Restate the data exactly, with nothing altered.

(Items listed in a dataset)
+---+

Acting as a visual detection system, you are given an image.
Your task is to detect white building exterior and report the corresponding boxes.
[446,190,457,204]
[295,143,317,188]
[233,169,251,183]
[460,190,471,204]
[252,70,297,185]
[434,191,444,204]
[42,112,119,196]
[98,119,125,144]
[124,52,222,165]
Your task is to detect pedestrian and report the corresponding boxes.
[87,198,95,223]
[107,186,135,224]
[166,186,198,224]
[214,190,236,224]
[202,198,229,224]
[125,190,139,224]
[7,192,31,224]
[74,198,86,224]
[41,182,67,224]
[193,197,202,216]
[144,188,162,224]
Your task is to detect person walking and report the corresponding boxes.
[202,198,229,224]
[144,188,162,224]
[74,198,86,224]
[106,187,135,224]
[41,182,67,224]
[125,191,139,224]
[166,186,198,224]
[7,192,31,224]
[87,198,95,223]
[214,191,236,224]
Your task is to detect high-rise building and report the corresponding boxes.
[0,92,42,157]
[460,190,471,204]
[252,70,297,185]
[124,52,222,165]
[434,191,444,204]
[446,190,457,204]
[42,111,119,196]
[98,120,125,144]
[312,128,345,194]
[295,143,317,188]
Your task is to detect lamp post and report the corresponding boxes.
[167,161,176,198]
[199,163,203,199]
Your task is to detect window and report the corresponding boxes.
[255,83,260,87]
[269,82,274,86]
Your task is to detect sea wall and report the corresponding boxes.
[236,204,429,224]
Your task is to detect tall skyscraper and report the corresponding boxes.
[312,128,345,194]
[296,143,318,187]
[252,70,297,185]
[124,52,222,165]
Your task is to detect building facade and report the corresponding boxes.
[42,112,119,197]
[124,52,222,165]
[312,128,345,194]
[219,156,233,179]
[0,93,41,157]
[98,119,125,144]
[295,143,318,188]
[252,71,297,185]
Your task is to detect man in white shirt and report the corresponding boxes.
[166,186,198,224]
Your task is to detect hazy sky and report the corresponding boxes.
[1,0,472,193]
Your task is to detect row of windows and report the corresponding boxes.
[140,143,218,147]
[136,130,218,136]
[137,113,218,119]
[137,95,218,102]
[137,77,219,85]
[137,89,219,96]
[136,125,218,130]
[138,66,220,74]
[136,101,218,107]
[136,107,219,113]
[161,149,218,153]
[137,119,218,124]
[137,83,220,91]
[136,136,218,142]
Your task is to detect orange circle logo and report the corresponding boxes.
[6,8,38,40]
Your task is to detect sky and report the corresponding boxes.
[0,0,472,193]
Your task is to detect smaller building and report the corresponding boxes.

+---+

◆ **WRITTEN ANSWER**
Acting as a visual detection system, you are given an image.
Your task is to detect white building exterior and report the corresponding boxes.
[446,190,457,204]
[295,143,317,188]
[233,169,251,183]
[460,190,471,204]
[252,70,297,185]
[434,191,444,204]
[42,112,119,196]
[98,119,125,144]
[124,52,222,165]
Your task is to detect pedestrian and report the corresponding boxes.
[87,198,95,223]
[107,186,135,224]
[166,186,198,224]
[214,190,236,224]
[202,198,229,224]
[125,190,139,224]
[7,192,31,224]
[74,198,86,224]
[41,182,67,224]
[193,197,202,216]
[144,188,162,224]
Your task is to detect person walking and report the corresponding boxes.
[202,198,229,224]
[144,188,162,224]
[74,198,86,224]
[106,187,135,224]
[41,182,67,224]
[125,191,139,224]
[166,186,198,224]
[7,192,31,224]
[87,198,95,223]
[214,191,236,224]
Your task is to detect high-rise building and report the corresponding boxes.
[0,92,42,157]
[460,190,471,204]
[252,70,297,185]
[124,52,222,165]
[434,191,444,204]
[446,190,457,204]
[42,111,119,196]
[98,120,125,144]
[312,128,345,194]
[295,143,317,188]
Your task is to detect lamp post and report the corresponding boxes.
[167,161,176,198]
[199,163,203,199]
Your task is to detect window and report the corresponding boxes.
[255,83,260,87]
[269,82,274,86]
Your task is to detect sea wall and report the corresponding boxes.
[236,204,429,224]
Your task is to detect tall skyscraper and report the corresponding boxes.
[312,128,345,194]
[296,143,318,187]
[252,70,297,185]
[124,52,222,165]
Your task is to detect building facade and report the corresponding boxes.
[42,112,119,197]
[124,52,222,165]
[312,128,345,194]
[219,156,233,179]
[0,93,41,157]
[98,119,125,144]
[295,143,318,188]
[252,71,297,185]
Your task is to detect man in white shirt and report the corresponding boxes.
[166,186,198,224]
Your task is to detect hazy sky and report the corresponding boxes.
[1,0,472,193]
Your task is to detect row of windows and report the corresponding boxes.
[140,143,218,147]
[136,130,218,136]
[137,113,218,119]
[137,95,218,102]
[137,77,219,85]
[137,89,219,96]
[136,125,218,130]
[138,66,220,74]
[136,101,218,107]
[136,107,219,113]
[161,149,218,153]
[137,119,218,124]
[137,83,220,91]
[136,136,218,142]
Your task is to detect orange circle logo and report the corresponding boxes.
[6,8,38,40]
Your task is to detect sky and report the corresponding boxes.
[0,0,472,193]
Your task is to detect smaller building and report the corresponding boxes.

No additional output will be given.